Content starts

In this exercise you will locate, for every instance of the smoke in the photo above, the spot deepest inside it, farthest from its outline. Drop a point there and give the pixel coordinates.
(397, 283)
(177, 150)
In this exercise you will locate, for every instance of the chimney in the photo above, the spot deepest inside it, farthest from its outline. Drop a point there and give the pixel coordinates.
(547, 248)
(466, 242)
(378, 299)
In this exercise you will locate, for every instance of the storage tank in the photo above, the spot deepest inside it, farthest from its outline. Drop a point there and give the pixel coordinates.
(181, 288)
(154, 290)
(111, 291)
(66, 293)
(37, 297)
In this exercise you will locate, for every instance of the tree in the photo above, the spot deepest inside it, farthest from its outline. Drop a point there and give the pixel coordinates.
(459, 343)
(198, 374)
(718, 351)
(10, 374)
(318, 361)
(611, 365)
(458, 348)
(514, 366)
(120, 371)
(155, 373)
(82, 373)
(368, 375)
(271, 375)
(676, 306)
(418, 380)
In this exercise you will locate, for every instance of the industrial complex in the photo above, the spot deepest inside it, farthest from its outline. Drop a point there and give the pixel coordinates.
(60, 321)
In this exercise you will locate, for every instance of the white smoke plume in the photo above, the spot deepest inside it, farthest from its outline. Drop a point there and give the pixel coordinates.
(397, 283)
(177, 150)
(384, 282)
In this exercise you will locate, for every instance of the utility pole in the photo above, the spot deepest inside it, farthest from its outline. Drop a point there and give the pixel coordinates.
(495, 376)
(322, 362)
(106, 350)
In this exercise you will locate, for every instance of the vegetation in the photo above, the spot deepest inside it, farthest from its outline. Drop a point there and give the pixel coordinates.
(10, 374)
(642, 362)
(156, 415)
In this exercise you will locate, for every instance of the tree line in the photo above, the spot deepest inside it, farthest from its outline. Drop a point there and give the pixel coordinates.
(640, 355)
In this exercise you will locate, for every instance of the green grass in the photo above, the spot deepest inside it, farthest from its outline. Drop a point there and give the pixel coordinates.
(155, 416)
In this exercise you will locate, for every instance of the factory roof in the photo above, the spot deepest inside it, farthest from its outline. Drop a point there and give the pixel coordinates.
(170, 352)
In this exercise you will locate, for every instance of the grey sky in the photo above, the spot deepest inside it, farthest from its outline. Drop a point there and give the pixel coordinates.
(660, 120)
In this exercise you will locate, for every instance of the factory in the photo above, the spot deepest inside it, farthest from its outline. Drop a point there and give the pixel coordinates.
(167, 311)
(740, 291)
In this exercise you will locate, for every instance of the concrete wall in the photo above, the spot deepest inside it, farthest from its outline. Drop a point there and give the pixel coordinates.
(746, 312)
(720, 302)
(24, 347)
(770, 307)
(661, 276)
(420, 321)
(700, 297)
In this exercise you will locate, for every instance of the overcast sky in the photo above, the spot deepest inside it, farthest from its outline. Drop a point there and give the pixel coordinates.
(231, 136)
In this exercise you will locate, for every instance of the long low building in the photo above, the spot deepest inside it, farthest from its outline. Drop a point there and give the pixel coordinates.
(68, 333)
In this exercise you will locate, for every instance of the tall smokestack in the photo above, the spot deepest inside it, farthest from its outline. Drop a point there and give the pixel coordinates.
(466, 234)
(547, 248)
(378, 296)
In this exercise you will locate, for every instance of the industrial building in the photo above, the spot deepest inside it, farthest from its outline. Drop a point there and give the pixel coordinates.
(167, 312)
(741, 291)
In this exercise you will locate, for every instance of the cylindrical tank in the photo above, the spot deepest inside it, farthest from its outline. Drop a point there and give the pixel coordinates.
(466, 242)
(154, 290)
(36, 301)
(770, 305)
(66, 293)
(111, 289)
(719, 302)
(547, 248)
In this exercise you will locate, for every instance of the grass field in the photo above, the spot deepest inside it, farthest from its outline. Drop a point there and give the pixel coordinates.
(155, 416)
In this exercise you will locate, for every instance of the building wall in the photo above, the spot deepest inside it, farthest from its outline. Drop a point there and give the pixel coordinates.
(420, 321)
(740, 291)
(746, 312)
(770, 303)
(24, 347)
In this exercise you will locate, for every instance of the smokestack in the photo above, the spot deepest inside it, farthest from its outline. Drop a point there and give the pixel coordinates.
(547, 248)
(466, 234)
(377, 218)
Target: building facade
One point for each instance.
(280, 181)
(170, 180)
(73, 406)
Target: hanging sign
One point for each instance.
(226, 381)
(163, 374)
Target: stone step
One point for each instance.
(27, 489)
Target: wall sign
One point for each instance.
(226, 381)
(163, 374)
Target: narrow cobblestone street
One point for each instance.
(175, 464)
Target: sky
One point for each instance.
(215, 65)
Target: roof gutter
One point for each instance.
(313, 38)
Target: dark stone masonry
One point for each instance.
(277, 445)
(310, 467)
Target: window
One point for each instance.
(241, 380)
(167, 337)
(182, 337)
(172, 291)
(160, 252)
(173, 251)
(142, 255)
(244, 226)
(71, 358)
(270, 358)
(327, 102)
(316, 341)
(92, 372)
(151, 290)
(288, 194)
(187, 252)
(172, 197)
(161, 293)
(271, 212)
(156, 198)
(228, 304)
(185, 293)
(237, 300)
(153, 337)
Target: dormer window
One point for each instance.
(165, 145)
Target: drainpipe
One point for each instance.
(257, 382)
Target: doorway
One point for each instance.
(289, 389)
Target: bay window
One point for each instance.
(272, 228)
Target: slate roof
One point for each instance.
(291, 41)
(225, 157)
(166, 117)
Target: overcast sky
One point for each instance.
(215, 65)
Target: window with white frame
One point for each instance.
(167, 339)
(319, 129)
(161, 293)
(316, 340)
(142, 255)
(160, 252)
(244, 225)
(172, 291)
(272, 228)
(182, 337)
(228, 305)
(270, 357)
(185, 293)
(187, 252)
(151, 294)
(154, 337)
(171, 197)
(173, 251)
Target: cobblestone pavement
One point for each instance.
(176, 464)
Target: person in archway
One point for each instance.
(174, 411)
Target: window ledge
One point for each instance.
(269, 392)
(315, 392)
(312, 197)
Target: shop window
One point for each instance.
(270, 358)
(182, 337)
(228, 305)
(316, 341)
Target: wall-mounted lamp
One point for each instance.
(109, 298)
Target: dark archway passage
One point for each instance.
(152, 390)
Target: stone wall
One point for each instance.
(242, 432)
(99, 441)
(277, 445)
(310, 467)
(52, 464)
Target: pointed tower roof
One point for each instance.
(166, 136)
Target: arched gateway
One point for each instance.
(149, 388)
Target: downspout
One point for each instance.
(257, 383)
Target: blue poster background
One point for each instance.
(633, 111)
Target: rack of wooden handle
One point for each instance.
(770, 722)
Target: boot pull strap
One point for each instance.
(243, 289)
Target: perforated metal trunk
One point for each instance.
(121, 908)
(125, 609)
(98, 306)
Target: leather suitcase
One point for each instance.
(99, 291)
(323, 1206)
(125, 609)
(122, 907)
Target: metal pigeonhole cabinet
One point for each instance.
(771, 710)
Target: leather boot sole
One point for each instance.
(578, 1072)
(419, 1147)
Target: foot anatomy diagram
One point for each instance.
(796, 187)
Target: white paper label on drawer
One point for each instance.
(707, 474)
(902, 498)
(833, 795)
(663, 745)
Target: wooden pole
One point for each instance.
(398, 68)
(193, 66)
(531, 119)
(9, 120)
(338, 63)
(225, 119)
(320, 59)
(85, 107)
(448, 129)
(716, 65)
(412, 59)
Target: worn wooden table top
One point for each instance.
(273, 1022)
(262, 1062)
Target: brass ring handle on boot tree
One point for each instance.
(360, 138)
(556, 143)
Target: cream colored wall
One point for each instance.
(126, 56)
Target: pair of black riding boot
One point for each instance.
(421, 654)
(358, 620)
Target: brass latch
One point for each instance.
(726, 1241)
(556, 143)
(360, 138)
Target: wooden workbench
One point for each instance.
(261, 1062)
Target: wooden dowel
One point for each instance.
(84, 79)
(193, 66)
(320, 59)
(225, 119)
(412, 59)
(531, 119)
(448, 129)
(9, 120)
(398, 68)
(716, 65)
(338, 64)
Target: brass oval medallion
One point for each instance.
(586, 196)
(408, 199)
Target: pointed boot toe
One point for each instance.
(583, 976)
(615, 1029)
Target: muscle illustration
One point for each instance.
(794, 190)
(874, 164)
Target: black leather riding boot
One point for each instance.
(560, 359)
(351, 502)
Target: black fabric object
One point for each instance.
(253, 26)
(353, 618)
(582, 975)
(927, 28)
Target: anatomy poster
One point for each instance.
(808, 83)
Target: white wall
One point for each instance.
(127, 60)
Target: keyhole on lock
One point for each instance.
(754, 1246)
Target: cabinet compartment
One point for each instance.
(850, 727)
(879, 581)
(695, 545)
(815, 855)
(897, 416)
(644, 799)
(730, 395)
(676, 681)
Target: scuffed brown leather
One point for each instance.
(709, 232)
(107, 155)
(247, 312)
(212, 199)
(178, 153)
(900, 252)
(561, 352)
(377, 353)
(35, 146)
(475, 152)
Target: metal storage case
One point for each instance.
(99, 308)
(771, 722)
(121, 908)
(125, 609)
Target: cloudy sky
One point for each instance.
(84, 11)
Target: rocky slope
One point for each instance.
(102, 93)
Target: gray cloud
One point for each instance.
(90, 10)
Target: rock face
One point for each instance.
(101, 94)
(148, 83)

Content ends

### Task goal
Among the lines above, find the one with "Target: arched gateway" and the one with "Target: brass latch". Quote both and everything between them, exactly.

### Answer to the exercise
Target: arched gateway
One point for each instance.
(149, 388)
Target: downspout
One point for each instance.
(257, 383)
Target: blue poster background
One point for each instance.
(633, 111)
Target: rack of wooden handle
One point for each instance.
(770, 722)
Target: boot pull strap
One point for each instance.
(243, 289)
Target: perforated metal trunk
One point for each instance.
(121, 908)
(125, 609)
(98, 306)
Target: leather suitcase
One point for each instance.
(99, 291)
(323, 1206)
(125, 609)
(122, 907)
Target: metal pigeonhole cabinet
One point for each instance.
(771, 710)
Target: leather boot sole
One point for each instance.
(578, 1072)
(419, 1147)
Target: foot anatomy diagram
One point for each instance.
(796, 187)
Target: white paper label on drawer
One point for each instance.
(707, 474)
(902, 498)
(833, 795)
(663, 745)
Target: wooden pole
One point for each instance.
(398, 68)
(193, 66)
(531, 119)
(9, 120)
(338, 63)
(225, 119)
(320, 59)
(85, 107)
(448, 129)
(716, 65)
(412, 59)
Target: worn wooden table top
One point for each instance.
(273, 1022)
(262, 1062)
Target: brass ring handle on boot tree
One point for each instance.
(360, 138)
(556, 143)
Target: cream colored wall
One point for each instance.
(126, 56)
Target: pair of black riding boot
One point for each instance.
(421, 654)
(358, 620)
Target: brass latch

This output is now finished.